### Given passage
===

Abstract

The terms ‘Performative’ and ‘Performance’ are more and more emerging in the spatial design discourses, from exhibition, to interior, arriving to urban design. These notions are not clearly defined yet. They are characterized by a semantic width and multiple applicative possibilities. Between the different interpretations and uses of ‘performance’ and ‘performative’ in architectural discourses, this paper will focus on two main dimensions of a particular importance: The first refers to the concepts of the scenic, the narrative, and the theatrical qualities in architecture. The second relates to the ‘event-character’ of spatial interventions, and the relation between event, and soft intervention, which tackles the concept of the ‘transformative power of the performative’, which indicates to the capacity of architecture to activate spaces and processes.

===

### Goals
A. According to the abstract, what does the "transformative power of the performative" indicate?
B. Reproduce the part of the abstract that opens with the words containing "The terms ‘Performative’" and closes with "spaces and processes.".

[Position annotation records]

===

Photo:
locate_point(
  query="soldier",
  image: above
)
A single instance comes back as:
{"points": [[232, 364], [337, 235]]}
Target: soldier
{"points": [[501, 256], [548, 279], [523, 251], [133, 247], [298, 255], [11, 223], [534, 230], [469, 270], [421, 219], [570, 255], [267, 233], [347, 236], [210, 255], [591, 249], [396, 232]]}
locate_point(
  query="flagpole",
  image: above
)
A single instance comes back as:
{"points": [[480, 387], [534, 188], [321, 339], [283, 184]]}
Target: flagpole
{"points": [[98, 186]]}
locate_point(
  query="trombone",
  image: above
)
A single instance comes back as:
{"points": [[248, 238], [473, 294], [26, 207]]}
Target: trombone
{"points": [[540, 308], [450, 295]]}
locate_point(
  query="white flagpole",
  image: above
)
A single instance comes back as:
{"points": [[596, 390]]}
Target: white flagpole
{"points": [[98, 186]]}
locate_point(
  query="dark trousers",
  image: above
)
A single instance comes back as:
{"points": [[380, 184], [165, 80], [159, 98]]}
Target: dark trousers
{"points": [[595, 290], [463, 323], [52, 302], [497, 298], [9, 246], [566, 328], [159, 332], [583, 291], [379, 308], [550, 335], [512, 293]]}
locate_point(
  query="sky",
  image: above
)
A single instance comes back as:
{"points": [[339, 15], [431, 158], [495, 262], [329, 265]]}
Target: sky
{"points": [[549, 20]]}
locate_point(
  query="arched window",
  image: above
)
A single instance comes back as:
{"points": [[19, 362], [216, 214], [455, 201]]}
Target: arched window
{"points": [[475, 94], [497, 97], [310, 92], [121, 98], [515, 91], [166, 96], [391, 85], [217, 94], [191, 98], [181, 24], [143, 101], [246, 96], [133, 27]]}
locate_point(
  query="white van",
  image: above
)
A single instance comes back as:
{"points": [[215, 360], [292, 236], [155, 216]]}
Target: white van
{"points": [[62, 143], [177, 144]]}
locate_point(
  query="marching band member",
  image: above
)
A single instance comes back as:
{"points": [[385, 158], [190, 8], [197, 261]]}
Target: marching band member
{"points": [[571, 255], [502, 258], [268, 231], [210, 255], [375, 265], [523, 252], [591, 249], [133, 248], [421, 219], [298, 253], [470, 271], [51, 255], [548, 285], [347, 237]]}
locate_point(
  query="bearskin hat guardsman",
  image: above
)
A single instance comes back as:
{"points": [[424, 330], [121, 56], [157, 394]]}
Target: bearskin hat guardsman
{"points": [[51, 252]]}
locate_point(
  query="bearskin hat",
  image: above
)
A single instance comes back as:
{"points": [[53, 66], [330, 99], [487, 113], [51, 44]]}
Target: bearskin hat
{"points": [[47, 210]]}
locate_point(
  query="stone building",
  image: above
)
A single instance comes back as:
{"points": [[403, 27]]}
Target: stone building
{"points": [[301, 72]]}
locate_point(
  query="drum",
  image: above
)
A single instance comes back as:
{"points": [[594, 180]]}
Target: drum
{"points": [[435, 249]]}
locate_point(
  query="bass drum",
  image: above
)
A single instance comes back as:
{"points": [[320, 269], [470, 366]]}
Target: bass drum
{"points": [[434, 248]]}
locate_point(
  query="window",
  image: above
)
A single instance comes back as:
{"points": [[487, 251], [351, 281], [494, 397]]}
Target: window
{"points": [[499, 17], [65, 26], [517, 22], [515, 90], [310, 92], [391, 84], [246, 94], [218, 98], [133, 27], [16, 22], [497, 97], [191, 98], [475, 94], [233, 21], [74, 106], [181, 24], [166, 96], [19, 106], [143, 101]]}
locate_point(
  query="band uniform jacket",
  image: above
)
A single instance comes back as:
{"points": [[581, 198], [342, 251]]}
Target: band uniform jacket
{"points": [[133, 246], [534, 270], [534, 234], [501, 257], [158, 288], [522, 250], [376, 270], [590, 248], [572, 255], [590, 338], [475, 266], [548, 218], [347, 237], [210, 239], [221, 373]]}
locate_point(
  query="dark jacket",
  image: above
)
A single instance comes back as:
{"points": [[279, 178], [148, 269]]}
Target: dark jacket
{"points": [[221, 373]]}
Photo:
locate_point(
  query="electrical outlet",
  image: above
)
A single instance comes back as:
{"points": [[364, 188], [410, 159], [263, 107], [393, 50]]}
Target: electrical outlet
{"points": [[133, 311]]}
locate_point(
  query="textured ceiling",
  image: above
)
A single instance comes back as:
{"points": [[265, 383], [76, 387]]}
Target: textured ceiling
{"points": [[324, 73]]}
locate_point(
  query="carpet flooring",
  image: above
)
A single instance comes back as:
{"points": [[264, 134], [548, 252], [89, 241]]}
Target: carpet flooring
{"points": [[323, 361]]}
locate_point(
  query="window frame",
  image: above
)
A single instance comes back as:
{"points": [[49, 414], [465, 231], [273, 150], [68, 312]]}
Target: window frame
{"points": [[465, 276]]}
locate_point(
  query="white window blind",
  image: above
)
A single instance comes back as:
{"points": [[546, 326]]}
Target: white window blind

===

### Exercise responses
A. It indicates the capacity of architecture to activate spaces and processes.

B.
The terms ‘Performative’ and ‘Performance’ are more and more emerging in the spatial design discourses, from exhibition, to interior, arriving to urban design. These notions are not clearly defined yet. They are characterized by a semantic width and multiple applicative possibilities. Between the different interpretations and uses of ‘performance’ and ‘performative’ in architectural discourses, this paper will focus on two main dimensions of a particular importance: The first refers to the concepts of the scenic, the narrative, and the theatrical qualities in architecture. The second relates to the ‘event-character’ of spatial interventions, and the relation between event, and soft intervention, which tackles the concept of the ‘transformative power of the performative’, which indicates to the capacity of architecture to activate spaces and processes.